Entries taken from a collection:
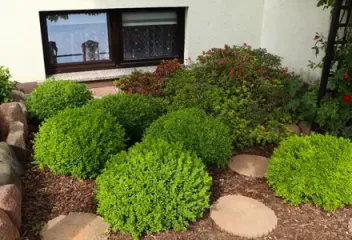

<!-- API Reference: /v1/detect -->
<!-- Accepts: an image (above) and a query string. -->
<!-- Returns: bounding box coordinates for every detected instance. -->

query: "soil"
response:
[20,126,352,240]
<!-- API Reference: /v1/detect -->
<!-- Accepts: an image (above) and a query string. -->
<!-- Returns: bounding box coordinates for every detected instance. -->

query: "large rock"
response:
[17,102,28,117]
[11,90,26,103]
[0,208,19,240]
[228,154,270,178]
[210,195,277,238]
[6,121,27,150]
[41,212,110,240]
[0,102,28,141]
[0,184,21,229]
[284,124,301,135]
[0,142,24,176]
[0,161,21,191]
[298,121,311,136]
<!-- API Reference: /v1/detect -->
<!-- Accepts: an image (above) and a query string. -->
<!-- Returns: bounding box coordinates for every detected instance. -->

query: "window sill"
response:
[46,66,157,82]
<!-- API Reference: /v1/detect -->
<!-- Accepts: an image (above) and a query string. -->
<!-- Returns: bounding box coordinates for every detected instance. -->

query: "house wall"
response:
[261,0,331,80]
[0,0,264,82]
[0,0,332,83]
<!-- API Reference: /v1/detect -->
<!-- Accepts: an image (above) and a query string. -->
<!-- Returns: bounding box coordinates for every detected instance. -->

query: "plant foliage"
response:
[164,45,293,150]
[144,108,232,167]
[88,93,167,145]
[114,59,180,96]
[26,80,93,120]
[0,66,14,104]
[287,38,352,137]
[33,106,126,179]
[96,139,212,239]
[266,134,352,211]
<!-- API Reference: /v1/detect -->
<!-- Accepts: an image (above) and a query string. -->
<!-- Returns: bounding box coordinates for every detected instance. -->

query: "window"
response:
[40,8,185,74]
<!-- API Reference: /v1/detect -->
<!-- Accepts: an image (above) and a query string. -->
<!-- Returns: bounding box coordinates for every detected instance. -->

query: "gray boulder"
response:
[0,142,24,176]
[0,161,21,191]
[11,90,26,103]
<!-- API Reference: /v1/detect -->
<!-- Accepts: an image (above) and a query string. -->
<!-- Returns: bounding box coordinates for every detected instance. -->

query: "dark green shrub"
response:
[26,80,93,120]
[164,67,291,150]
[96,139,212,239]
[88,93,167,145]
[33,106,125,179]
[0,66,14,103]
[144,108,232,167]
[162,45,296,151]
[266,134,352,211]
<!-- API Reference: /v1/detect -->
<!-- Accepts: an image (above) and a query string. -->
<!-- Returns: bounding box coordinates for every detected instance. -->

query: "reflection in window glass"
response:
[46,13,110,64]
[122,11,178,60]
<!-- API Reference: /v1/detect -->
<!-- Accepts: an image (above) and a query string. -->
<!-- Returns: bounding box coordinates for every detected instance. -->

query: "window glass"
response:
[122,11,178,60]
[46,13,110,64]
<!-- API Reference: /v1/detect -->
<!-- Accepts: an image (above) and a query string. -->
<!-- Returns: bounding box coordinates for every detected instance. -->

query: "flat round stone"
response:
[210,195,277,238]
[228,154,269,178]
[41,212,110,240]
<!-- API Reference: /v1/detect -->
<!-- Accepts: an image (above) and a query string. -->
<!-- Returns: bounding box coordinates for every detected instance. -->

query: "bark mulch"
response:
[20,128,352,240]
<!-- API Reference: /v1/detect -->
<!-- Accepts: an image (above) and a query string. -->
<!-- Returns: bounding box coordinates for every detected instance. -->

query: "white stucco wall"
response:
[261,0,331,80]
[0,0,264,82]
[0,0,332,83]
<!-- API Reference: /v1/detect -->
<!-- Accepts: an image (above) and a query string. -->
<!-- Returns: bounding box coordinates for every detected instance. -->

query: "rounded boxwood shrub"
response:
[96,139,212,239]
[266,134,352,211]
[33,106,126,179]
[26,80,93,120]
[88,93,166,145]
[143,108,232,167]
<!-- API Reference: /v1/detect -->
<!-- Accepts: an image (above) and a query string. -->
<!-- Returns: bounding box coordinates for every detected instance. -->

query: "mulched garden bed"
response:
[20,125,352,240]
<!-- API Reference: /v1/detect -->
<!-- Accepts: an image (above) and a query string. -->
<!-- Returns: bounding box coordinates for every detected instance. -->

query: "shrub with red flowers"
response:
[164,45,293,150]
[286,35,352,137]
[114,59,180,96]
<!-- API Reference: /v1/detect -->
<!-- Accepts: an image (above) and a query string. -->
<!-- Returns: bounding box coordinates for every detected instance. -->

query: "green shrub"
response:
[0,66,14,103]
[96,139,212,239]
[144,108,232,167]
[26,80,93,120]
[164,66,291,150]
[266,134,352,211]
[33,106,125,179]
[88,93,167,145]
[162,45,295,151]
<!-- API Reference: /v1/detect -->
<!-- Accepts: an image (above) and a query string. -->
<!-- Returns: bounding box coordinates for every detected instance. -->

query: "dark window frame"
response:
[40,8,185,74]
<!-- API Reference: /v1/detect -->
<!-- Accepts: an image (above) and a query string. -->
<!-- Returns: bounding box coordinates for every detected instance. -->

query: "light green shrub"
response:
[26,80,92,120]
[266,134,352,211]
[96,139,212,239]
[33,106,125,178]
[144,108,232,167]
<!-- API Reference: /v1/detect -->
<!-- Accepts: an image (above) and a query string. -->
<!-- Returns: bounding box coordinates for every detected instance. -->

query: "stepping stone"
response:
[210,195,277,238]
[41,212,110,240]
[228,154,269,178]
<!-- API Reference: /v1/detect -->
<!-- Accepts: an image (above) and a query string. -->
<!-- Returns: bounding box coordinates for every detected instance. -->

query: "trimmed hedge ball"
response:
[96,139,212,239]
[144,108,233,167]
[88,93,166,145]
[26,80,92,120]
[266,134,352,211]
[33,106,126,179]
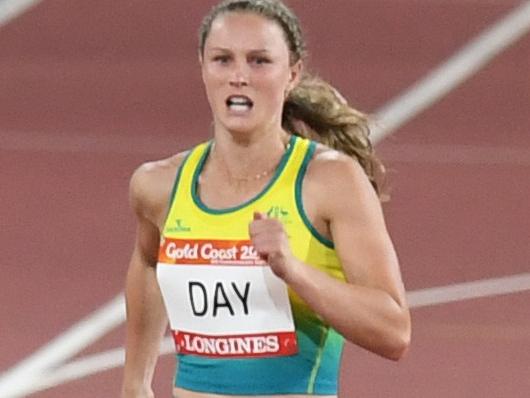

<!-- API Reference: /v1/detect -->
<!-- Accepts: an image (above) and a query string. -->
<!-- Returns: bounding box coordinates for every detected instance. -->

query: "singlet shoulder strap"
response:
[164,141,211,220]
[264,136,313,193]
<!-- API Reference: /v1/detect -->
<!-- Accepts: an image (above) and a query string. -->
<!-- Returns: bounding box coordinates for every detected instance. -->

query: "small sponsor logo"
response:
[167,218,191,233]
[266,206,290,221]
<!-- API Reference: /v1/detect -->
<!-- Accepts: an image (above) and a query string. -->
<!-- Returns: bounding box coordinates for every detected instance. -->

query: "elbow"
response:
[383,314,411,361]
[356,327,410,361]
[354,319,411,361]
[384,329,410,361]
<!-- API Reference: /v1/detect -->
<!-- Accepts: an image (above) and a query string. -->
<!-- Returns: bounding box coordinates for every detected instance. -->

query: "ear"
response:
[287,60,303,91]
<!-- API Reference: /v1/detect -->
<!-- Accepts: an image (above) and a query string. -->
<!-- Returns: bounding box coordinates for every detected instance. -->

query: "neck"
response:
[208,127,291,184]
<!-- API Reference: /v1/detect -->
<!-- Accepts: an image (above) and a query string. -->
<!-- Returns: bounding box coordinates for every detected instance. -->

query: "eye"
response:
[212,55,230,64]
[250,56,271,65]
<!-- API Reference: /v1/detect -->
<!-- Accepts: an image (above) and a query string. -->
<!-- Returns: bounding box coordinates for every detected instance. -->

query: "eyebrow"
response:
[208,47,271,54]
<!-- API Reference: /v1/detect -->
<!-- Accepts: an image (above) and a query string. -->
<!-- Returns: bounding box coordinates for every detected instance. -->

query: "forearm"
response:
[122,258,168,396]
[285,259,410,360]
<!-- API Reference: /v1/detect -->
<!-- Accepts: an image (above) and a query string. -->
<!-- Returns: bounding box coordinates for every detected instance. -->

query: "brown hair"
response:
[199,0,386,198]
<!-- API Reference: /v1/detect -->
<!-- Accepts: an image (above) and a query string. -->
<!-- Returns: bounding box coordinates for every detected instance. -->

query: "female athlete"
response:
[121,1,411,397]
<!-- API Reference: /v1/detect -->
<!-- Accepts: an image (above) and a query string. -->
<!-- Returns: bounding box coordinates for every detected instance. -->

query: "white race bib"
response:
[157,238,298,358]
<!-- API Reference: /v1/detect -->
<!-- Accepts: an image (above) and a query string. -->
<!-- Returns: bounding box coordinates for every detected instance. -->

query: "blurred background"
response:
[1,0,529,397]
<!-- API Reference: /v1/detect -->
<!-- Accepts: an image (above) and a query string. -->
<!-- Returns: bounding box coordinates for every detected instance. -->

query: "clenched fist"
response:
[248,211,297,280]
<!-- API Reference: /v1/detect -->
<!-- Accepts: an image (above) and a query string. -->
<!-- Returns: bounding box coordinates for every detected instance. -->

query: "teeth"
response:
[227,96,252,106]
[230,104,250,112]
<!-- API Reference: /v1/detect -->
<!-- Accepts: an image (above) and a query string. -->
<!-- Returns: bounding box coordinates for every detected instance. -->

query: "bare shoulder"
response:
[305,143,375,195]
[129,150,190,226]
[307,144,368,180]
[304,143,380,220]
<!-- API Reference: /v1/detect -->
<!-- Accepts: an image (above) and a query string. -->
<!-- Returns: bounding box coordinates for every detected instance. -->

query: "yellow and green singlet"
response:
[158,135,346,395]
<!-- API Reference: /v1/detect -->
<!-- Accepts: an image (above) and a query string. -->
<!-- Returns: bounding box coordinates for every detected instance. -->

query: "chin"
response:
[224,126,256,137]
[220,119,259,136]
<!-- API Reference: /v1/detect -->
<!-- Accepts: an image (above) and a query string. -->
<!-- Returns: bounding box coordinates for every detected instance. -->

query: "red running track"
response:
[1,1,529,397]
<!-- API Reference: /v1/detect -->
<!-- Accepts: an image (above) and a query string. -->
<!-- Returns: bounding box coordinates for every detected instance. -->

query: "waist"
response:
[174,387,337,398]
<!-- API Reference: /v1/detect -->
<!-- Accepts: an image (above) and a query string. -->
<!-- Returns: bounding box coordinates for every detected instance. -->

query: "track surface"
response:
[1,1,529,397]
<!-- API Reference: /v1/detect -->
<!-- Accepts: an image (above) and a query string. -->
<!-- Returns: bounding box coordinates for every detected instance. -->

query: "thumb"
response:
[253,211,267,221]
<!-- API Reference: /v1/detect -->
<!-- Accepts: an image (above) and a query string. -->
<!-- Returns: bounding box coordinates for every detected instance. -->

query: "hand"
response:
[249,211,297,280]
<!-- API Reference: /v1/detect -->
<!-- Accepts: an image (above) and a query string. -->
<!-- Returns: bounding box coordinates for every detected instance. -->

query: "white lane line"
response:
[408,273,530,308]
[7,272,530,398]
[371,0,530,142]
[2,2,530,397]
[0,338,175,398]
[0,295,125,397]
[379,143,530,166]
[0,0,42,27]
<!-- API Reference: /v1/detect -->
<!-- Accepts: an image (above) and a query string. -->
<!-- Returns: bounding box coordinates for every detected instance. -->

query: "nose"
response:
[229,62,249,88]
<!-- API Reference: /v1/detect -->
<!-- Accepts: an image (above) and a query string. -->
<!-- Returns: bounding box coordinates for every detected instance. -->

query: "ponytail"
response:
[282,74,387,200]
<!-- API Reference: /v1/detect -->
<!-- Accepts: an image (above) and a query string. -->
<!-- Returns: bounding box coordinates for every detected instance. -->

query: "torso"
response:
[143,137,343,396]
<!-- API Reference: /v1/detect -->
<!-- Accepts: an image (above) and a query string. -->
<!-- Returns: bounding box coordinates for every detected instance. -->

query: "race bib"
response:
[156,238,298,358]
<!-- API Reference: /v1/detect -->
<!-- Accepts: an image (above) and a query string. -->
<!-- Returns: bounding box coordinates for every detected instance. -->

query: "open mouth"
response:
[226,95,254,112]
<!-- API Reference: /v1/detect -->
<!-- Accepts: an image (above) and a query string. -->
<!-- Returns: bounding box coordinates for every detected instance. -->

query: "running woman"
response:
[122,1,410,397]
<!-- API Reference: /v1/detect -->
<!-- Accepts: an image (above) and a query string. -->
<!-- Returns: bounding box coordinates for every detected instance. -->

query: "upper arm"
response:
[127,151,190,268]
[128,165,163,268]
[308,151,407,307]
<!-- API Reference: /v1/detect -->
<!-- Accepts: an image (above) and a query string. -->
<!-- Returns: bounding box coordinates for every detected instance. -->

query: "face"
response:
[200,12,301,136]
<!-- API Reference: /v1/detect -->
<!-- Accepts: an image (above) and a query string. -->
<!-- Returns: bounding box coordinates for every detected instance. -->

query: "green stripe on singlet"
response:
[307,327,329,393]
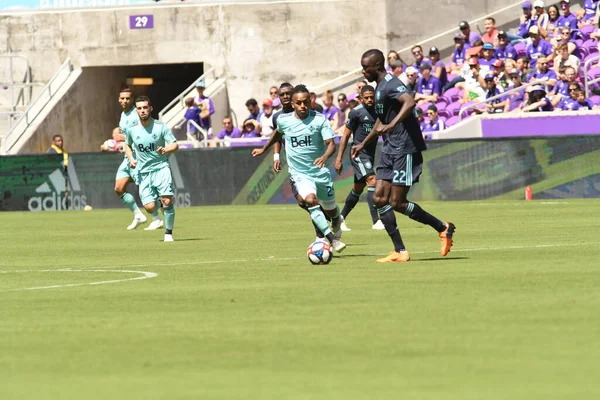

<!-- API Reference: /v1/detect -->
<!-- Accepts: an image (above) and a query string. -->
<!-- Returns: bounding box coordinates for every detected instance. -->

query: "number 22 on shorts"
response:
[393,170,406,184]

▶ [GOAL OF THE EXERCISE]: Lines holding "shrub": give how many there are in the entries above, and nothing more.

▶ [ANSWER TO THIS EXERCISE]: 5